Alıştırma Bölümleri:
- A) Fatır Suresi üzerine olan metinde "ADNAN OKTAR: Fatır" ile başlayıp "bahane yok, inşaAllah." ile biten kısmı hiç değiştirmeden kopyalayın.
- B) Fatır Suresi üzerine olan metinde "Hak ile bir müjdeci" sözünden hemen sonra sayılan müjdelerin hepsini sıralayın.

::: Verilen Metin

ADNAN OKTAR: Fatır Suresi 24. “Şüphesiz” diyor Cenab-ı Allah “biz seni, hak ile bir müjde verici ve bir uyarıcı olarak gönderdik.” Allah Allah 1983 tarihini veriyor. Bak “Biz seni hak ile,” hak ne demek? Kuran, Kuran ahlakı, dürüstlük, samimiyet, iyilik, güzellik, şefkat, merhamet iyi olan her şey. “Hak ile bir müjdeci” Hz. İsa Mesih (a.s) müjdesi, Hz. Mehdi (a.s) müjdesi, İttihad-ı İslam müjdesi, cennet müjdesi. “Ve bir uyarıcı olarak gönderdik. Hiç bir ümmet yoktur ki, içinde bir uyarıcı gelip-geçmiş olmasın.” (Fatır Suresi / 24) Allah Allah hayret. Bunun ebcedi de 2026 tarihini veriyor. Biri 1983, bir de 2026. Biri başlangıç, biri sonuç. “Hiç bir ümmet yoktur ki, içinde bir uyarıcı gelip-geçmiş olmasın.” Mutlaka bir uyarıcı gelir-geçer diyor Cenab-ı Allah. Bahane yok. Şu anda da Hz. Mehdi (a.s) hayatta, Hz. İsa Mesih (a.s) hayatta, hiçbir bahane yok, inşaAllah.

“Adn cennetleri (onlarındır); oraya girerler, orada altından bileziklerle” bak süslenmenin, süs eşyalarının kıymetine, önemini Allah’ın nasıl beğendiğini Kuran’da görüyoruz. “Adn cennetleri (onlarındır); oraya girerler, orada altından bileziklerle ve incilerle süslenirler.” Allah süslenmeyi seviyor muymuş, beğeniyor muymuş? Beğeniyormuş. Bağnazlar beğenmiyor, ama Allah beğeniyor. Ne diyor Allah: “Altından bileziklerle.” İki kolunda altın, blok ama cennet altını. “Ve incilerle, cennet incileriyle “süslenirler.” Cayır cayır yanıyor böyle “Ve orada onların elbiseleri ipek(ten)dir.” (Fatır Suresi / 33) Sen ipekten nefret ediyorsun, altından nefret ediyorsun. Allah beğeniyor sen beğenmiyorsun. Allah güzel diyor ipeğe, sen çirkin diyorsun. Cennet nimeti olarak görüyor Allah ipeği, adam “aman aman” diyor. Altından çekiniyor, inciden çekiniyor, tiksiniyor, ipeği istemiyor. Kalbinde sevgi kalmamış.

::::::
::: Verilen Materyal

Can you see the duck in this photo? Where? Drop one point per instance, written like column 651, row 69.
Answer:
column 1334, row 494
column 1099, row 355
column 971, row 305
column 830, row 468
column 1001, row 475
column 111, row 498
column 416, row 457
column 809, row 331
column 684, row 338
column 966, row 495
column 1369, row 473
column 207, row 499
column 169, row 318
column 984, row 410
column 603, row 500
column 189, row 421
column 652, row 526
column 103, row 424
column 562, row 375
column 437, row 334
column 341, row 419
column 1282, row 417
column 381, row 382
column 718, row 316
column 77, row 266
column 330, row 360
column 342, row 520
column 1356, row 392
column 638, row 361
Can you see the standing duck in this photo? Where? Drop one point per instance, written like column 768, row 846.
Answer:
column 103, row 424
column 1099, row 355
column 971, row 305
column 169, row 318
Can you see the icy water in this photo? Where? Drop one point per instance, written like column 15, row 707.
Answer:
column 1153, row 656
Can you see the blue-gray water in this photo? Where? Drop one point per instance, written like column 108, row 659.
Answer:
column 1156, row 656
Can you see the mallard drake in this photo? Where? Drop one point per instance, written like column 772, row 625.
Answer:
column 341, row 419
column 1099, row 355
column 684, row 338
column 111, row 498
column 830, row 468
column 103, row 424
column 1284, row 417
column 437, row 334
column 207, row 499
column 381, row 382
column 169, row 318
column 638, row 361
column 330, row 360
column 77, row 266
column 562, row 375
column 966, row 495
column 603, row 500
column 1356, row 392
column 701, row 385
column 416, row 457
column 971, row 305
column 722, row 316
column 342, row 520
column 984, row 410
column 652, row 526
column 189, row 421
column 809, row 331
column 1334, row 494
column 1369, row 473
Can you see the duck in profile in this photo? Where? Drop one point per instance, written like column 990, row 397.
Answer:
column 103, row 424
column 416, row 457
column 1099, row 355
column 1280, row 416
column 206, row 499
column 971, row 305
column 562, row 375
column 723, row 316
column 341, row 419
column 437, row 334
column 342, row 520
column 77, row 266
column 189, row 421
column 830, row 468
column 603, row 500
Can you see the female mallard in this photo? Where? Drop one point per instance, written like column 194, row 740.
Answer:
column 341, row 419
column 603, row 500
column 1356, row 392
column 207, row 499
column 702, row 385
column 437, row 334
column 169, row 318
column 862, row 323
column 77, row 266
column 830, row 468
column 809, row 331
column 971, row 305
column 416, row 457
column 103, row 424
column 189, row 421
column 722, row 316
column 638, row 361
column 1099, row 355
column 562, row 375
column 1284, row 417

::::::

Görev Sonuçları:
- A)
ADNAN OKTAR: Fatır Suresi 24. “Şüphesiz” diyor Cenab-ı Allah “biz seni, hak ile bir müjde verici ve bir uyarıcı olarak gönderdik.” Allah Allah 1983 tarihini veriyor. Bak “Biz seni hak ile,” hak ne demek? Kuran, Kuran ahlakı, dürüstlük, samimiyet, iyilik, güzellik, şefkat, merhamet iyi olan her şey. “Hak ile bir müjdeci” Hz. İsa Mesih (a.s) müjdesi, Hz. Mehdi (a.s) müjdesi, İttihad-ı İslam müjdesi, cennet müjdesi. “Ve bir uyarıcı olarak gönderdik. Hiç bir ümmet yoktur ki, içinde bir uyarıcı gelip-geçmiş olmasın.” (Fatır Suresi / 24) Allah Allah hayret. Bunun ebcedi de 2026 tarihini veriyor. Biri 1983, bir de 2026. Biri başlangıç, biri sonuç. “Hiç bir ümmet yoktur ki, içinde bir uyarıcı gelip-geçmiş olmasın.” Mutlaka bir uyarıcı gelir-geçer diyor Cenab-ı Allah. Bahane yok. Şu anda da Hz. Mehdi (a.s) hayatta, Hz. İsa Mesih (a.s) hayatta, hiçbir bahane yok, inşaAllah.

- B)
- Hz. İsa Mesih (a.s) müjdesi
- Hz. Mehdi (a.s) müjdesi
- İttihad-ı İslam müjdesi
- cennet müjdesi